---------- Data for the task ----------

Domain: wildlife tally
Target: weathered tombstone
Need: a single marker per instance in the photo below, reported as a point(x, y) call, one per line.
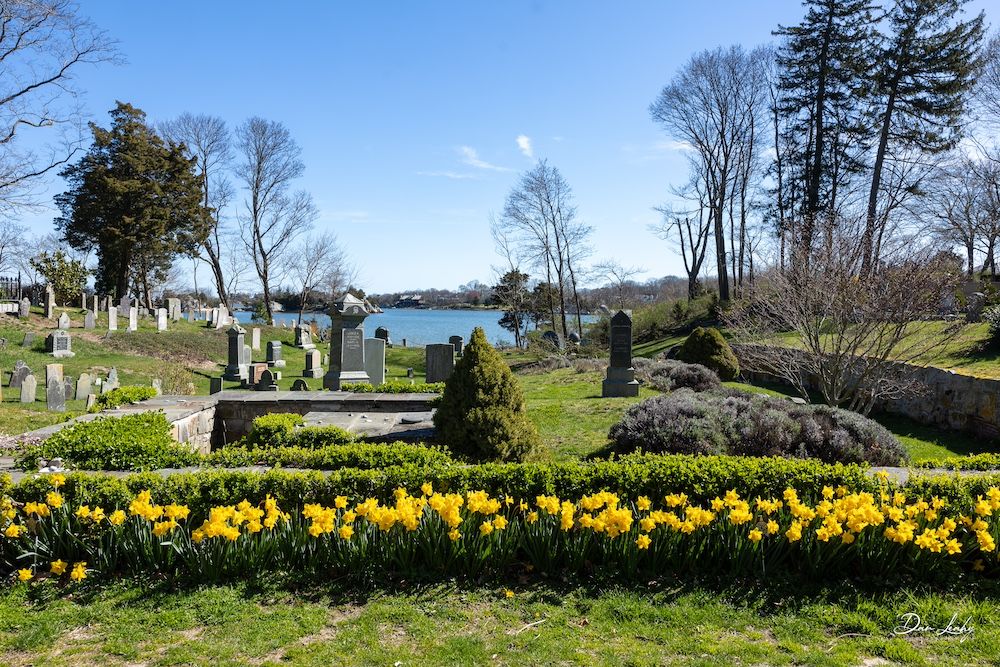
point(236, 368)
point(347, 348)
point(274, 359)
point(620, 380)
point(55, 397)
point(303, 337)
point(58, 344)
point(267, 382)
point(21, 371)
point(83, 386)
point(53, 374)
point(375, 360)
point(28, 387)
point(314, 364)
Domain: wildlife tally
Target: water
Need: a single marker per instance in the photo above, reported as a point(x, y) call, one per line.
point(418, 326)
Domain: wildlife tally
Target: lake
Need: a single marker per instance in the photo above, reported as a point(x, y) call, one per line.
point(417, 326)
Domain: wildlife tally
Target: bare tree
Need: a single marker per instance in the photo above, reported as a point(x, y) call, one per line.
point(44, 44)
point(207, 139)
point(849, 330)
point(320, 264)
point(272, 218)
point(619, 276)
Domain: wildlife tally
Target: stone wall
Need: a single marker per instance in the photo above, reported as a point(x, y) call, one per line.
point(946, 399)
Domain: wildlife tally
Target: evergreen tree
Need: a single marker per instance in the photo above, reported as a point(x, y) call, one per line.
point(927, 67)
point(823, 64)
point(136, 201)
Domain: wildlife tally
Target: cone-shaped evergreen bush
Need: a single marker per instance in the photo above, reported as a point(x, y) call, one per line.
point(707, 347)
point(481, 415)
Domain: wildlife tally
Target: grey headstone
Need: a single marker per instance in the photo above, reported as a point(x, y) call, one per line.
point(83, 386)
point(375, 360)
point(55, 397)
point(620, 380)
point(274, 359)
point(314, 364)
point(440, 361)
point(28, 387)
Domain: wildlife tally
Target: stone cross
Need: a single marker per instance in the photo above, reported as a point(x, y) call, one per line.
point(620, 380)
point(440, 361)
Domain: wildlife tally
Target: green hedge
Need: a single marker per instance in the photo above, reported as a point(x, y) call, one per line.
point(122, 396)
point(132, 442)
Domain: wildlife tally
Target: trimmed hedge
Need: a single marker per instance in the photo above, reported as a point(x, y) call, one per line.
point(123, 396)
point(132, 442)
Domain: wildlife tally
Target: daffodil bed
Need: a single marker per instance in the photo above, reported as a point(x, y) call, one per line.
point(841, 532)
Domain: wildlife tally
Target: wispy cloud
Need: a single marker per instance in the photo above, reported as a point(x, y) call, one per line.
point(471, 158)
point(524, 144)
point(449, 174)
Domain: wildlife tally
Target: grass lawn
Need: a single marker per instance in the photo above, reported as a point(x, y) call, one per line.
point(128, 624)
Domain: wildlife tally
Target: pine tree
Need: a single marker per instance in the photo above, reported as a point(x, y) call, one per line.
point(135, 200)
point(928, 66)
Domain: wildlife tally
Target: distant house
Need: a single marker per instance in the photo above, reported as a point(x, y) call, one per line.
point(409, 301)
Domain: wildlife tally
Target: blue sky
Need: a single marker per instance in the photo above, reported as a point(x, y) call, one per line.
point(409, 113)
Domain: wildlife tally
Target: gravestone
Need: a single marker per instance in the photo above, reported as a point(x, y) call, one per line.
point(274, 359)
point(375, 360)
point(55, 397)
point(53, 374)
point(59, 344)
point(267, 382)
point(236, 369)
point(28, 387)
point(83, 386)
point(303, 337)
point(21, 371)
point(440, 361)
point(314, 364)
point(347, 347)
point(620, 380)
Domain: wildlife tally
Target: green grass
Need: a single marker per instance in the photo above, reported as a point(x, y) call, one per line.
point(448, 625)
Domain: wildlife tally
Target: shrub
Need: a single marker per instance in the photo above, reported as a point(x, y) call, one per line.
point(123, 396)
point(669, 374)
point(707, 347)
point(273, 430)
point(684, 422)
point(481, 414)
point(131, 442)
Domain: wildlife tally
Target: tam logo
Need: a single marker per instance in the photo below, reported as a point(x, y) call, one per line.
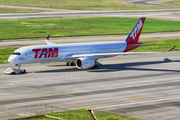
point(136, 29)
point(47, 52)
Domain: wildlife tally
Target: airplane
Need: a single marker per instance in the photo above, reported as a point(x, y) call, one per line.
point(81, 55)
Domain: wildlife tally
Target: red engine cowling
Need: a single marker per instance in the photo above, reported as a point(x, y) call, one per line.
point(85, 63)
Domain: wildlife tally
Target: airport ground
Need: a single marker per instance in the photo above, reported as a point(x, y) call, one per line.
point(144, 86)
point(141, 86)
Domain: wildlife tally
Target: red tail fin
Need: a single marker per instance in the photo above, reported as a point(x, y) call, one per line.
point(133, 36)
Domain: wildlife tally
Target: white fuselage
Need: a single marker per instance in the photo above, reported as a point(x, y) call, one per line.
point(59, 52)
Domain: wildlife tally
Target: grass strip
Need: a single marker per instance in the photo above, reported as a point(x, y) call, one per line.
point(9, 10)
point(80, 114)
point(38, 28)
point(81, 4)
point(172, 2)
point(165, 45)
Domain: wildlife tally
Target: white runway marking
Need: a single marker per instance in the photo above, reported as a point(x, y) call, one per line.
point(133, 103)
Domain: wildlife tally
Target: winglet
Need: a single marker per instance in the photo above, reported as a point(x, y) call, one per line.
point(134, 35)
point(47, 38)
point(171, 49)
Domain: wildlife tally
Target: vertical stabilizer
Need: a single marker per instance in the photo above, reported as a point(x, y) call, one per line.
point(133, 36)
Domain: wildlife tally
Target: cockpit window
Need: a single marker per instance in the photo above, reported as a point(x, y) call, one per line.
point(16, 53)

----------

_Try it_
Go through the records line by line, and copy each line that holds the string "tree".

_Reply_
Target: bare tree
Target: evergreen tree
Target: pine tree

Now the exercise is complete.